§ ARTICLE

####################

It feels as though WBO Light Heavyweight champion, Sergey Kovalev, has been around for ages. 2019, marks year ten for the fighter nicknamed “Krusher”.

Kovalev (33-3-1, 28 KOs) has done more than enough to live up to the hype that his alias has provided.

Photos of Sergey Kovalev during a media workout at The Boxing Laboratory in Oxnard, CA on July 26, 2018.

For years, Kovalev has been a consistent force in the division. He is now in the midst of his second title reign and has beaten a who’s who of fighters along the way.

Former champion Nathan Cleverly, future hall of famer Bernard Hopkins, multiple time champion Jean Pascal and most recently, former champion Eleider Alvarez have all fell victim to Kovalev.

That list of names is impressive but not quite eye catching. Cleverly was never on the level of Kovalev. Hopkins, although an all-time great fighter was nearly 50 years old when they fought. Jean Pascal has seen better days, and Eleider Alvarez is an unknown commodity. This is to take nothing away from the accomplishments of Kovalev, but, he is still in search of his signature win.

On November 19th, 2016, he nearly had it.

On that night Kovalev found himself standing across the ring from a legitimate great fighter that was still in the middle of his prime. That fighter of course, was Andre Ward. The consensus pound-for-pound number one fighter in the world at that time.

Kovalev came and showed out, as he dropped Ward in the second round and seemed to outbox him for most of the match. It was to the surprise of many when it was announced that Ward pulled off the win. Most who watched that contest had Kovalev winning comfortably.

Though it wasn’t a popular decision, it was an opportunity that slipped through the fingers of Kovalev. His chance to gain the biggest win of his career had gone by the wayside. Most fighters aren’t given another opportunity, but Kovalev was afforded an immediate rematch.

Part two of Kovalev vs Ward played out similarly to part one. Kovalev was outboxing who many believed was the best boxer in the world. All Kovalev needed to do was stay upright and the signature win he had long been looking for would be his. Those dreams were crushed in the eighth round as Ward went down to the body on multiple occasions and seemingly hurt his man. The referee stepped in shortly after to call an end to the bout.

Kovalev of course, was unhappy with the decision. Claiming that he was hit with repeated low blows. Replays after the contest seemingly agreed with his sentiments. Still, it was another loss on the record of Kovalev and another opportunity that passed him by.

####################

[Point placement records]
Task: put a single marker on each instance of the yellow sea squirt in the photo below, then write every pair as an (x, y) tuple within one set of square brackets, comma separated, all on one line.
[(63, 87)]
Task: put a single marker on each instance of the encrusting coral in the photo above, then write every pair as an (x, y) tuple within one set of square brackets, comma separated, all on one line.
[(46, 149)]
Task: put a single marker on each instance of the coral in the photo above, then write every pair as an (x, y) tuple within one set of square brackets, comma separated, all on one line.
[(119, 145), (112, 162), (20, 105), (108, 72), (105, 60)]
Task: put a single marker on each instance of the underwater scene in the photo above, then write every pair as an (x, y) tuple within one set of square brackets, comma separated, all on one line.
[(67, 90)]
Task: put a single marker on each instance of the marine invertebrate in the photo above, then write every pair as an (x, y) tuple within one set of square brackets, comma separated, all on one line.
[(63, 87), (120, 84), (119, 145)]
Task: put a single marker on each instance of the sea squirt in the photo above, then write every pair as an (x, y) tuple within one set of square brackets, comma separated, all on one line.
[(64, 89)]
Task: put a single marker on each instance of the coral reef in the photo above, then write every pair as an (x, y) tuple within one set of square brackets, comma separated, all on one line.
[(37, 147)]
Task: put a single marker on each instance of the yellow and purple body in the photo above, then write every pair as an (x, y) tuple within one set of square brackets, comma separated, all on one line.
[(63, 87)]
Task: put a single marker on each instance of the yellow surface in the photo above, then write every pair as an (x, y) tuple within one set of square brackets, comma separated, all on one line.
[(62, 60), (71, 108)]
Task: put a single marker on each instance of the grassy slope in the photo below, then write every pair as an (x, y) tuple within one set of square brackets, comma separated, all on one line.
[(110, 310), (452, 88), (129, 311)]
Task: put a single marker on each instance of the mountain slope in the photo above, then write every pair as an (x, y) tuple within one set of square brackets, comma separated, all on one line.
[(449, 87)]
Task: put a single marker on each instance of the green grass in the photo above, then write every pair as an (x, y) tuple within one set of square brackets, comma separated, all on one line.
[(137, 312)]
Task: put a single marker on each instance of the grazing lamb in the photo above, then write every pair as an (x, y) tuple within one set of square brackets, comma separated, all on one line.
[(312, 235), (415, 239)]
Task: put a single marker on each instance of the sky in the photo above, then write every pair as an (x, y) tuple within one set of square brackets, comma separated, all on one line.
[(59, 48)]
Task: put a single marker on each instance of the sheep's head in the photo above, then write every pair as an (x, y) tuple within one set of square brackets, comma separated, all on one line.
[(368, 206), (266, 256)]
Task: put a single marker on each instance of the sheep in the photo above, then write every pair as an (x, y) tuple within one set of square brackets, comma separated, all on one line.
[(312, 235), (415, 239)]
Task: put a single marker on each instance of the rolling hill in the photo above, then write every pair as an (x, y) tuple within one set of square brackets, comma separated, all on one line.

####################

§ WRITTEN INSTRUCTION
From the article about Sergey Kovalev, list the fighters it says have fallen victim to Kovalev. Answer using only the article about Sergey Kovalev.

§ WRITTEN SOLUTION
Nathan Cleverly, Bernard Hopkins, Jean Pascal, Eleider Alvarez